**Document text:**
Biblical-Based Financial Regulation
The Bible contains several references prohibiting the practice of usury, a term commonly used to describe lending money for interest. Biblical examples of prohibiting usury include: generally (Ezekiel 18:13 “If he has exacted usury … He shall not live!”); to the poor specifically (Leviticus 25:36-37); and to members of one’s own community (Deuteronomy 23:20-21). More interesting to the general practitioner than debates over the proper interpretation of these restrictions, is Lewison’s description of how limitations on lending for interest were historically based on Biblical grounds. From the Council of Nicea in 325 C.E., the Catholic Church implemented various restrictions on charging interest until it was universally prohibited throughout Christendom in 1139. The Catholic Church only accepted lending money at moderate rates of interest in the 19th century. Perhaps partly reflecting the increasingly sophisticated post-Renaissance market economy, Protestant nations and secular powers in Europe were more open to the practice of charging interest on loans. These Protestant nations instead regulated the level of interest that could be charged, effectively re-defining usury as charging excessive levels of interest. The Netherlands allowed interest of up to 12 percent on commercial loans in 1540 and England under Henry VIII allowed interest of up to 10 percent on all loans in 1545, though this was quickly reversed and not revived again until 1571 under Elizabeth I.
Nowadays, it is inconceivable that financial regulations in liberal democracies might be based on religious scripture. The U.S. Consumer Financial Protection Bureau’s recent proposed rules to limit modern-day versions of usury (e.g. payday and auto title loans) describes the high annual percentage interest rates of up to 390 percent but justifies the proposed rules as a means of preventing debt traps for financially vulnerable consumers rather than raising any religious concerns. The current U.S. tax code actually encourages both businesses and individuals to take on interest-bearing debt by making some interest payments tax deductible.
The decline of Biblical authority in regulating finance in the modern economy is not surprising. The opportunity for today’s business leaders is to recognize that the greater freedom offered by secular laws also brings the opportunity to offer specialized products to customers who still want financial products consistent with their faith. For example, from 1963-1976 demand from devout Muslims resulted in the emergence of modern banks operating according to Islamic principles. Islamic Banking is now a huge market, with an estimated $2 trillion of assets managed by Islamic Banks. The Koran also forbids interest and usury. Depositors at Islamic Banks therefore do not earn interest but instead receive a share of the returns from the bank’s investment of their deposits. A home mortgage from an Islamic bank is also structured differently: the bank generally buys the house and the customer then buys the house from the bank in installments which total more than the bank’s original purchase price. The economic outcomes for the Islamic bank and its customers may differ little from those of traditional interest-bearing products. A further differentiating feature with a religious motivation is that Islamic Banks refrain from investing in industries relating to activities considered sinful, such as pork products, alcohol, and gambling.

**Instructions:**
A – From the text on Biblical-based financial regulation, extract everything from "Nowadays, it is" down to "payments tax deductible.".
B – Reproduce everything in the rows from the line that contains "apartment building -> box" down to the line that contains "top-left (162, 164), bottom-right (259, 287)", including both of those lines.

**Recorded information:**
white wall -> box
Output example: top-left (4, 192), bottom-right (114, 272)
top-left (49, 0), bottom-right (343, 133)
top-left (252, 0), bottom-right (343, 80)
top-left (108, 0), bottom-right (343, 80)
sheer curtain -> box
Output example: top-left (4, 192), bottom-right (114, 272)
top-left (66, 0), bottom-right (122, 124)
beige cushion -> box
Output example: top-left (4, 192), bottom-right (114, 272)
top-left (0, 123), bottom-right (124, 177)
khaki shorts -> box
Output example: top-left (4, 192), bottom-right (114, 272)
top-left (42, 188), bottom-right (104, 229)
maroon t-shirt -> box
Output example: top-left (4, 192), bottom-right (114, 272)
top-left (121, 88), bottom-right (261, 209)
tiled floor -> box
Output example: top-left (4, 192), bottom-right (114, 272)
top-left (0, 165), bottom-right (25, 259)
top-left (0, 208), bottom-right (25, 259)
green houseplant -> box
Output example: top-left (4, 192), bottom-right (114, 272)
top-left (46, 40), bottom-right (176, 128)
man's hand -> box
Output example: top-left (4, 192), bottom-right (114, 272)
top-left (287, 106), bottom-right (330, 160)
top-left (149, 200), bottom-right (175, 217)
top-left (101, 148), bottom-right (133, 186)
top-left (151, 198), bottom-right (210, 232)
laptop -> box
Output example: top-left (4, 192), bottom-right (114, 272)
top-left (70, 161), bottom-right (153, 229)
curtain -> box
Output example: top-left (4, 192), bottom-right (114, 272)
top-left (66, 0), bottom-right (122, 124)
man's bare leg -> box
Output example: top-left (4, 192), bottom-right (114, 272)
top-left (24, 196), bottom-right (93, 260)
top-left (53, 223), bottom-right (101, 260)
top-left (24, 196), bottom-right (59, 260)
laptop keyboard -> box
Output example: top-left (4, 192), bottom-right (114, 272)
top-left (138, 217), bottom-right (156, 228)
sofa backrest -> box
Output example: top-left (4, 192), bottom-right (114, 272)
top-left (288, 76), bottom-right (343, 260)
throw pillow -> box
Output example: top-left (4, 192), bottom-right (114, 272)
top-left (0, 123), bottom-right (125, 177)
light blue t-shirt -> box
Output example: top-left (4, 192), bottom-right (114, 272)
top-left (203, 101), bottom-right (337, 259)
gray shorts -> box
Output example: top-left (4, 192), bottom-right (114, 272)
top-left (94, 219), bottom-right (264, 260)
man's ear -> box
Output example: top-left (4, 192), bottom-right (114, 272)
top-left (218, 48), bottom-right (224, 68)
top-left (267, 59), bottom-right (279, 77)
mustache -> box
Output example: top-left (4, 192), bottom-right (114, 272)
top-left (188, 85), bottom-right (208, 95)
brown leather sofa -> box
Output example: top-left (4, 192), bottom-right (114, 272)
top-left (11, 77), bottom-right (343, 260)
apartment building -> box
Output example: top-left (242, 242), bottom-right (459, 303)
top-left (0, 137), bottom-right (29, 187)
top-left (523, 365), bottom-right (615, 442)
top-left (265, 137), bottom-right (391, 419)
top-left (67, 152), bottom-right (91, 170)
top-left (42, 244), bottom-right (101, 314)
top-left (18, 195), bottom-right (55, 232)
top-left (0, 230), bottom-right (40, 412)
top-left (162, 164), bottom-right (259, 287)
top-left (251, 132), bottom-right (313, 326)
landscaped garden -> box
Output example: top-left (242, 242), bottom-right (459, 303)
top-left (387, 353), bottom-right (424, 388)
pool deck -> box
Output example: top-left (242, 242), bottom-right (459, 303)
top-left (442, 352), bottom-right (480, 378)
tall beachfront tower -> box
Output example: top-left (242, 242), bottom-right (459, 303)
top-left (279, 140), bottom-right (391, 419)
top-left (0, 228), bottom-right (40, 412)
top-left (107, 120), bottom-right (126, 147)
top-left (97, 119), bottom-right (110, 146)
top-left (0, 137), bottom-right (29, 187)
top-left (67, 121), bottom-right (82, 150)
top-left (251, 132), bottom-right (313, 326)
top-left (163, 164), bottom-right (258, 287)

**Response list:**
A –
Nowadays, it is inconceivable that financial regulations in liberal democracies might be based on religious scripture. The U.S. Consumer Financial Protection Bureau’s recent proposed rules to limit modern-day versions of usury (e.g. payday and auto title loans) describes the high annual percentage interest rates of up to 390 percent but justifies the proposed rules as a means of preventing debt traps for financially vulnerable consumers rather than raising any religious concerns. The current U.S. tax code actually encourages both businesses and individuals to take on interest-bearing debt by making some interest payments tax deductible.

B –
apartment building -> box
Output example: top-left (242, 242), bottom-right (459, 303)
top-left (0, 137), bottom-right (29, 187)
top-left (523, 365), bottom-right (615, 442)
top-left (265, 137), bottom-right (391, 419)
top-left (67, 152), bottom-right (91, 170)
top-left (42, 244), bottom-right (101, 314)
top-left (18, 195), bottom-right (55, 232)
top-left (0, 230), bottom-right (40, 412)
top-left (162, 164), bottom-right (259, 287)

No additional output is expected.